▶ What the task requires
The lines to reproduce run from the one containing "Could you spot the tall" through the end of the records below. Reproduce them exactly and add nothing.
┌────────
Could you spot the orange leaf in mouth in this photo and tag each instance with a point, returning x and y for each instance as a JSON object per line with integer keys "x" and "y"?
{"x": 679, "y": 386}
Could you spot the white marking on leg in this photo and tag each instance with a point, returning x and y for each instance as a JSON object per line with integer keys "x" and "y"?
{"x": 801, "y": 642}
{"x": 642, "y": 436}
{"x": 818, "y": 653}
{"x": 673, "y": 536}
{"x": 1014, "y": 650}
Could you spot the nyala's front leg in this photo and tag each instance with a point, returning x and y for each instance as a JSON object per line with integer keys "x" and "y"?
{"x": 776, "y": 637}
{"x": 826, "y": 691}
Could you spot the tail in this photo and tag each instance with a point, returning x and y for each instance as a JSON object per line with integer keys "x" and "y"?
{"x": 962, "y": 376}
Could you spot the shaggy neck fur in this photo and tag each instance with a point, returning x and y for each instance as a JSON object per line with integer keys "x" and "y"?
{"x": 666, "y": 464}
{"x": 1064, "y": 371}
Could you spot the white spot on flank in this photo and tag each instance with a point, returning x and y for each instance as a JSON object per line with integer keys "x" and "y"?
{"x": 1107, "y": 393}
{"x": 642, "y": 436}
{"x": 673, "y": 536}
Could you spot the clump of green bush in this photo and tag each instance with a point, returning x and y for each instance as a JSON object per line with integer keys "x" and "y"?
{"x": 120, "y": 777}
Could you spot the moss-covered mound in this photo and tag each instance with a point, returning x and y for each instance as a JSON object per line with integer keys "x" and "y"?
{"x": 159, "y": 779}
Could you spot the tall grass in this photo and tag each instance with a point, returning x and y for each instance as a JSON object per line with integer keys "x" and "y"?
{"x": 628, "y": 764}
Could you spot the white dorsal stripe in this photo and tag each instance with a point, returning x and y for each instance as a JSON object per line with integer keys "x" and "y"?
└────────
▶ Exercise result
Could you spot the tall grass in this photo and tag each instance with a point, returning x and y for each instance as a JSON object per line with integer keys "x" and "y"?
{"x": 628, "y": 764}
Could you spot the white dorsal stripe in this photo and tag each instance with a point, returning x and y for each instance as a JSON object per line with integer keys "x" and "y"?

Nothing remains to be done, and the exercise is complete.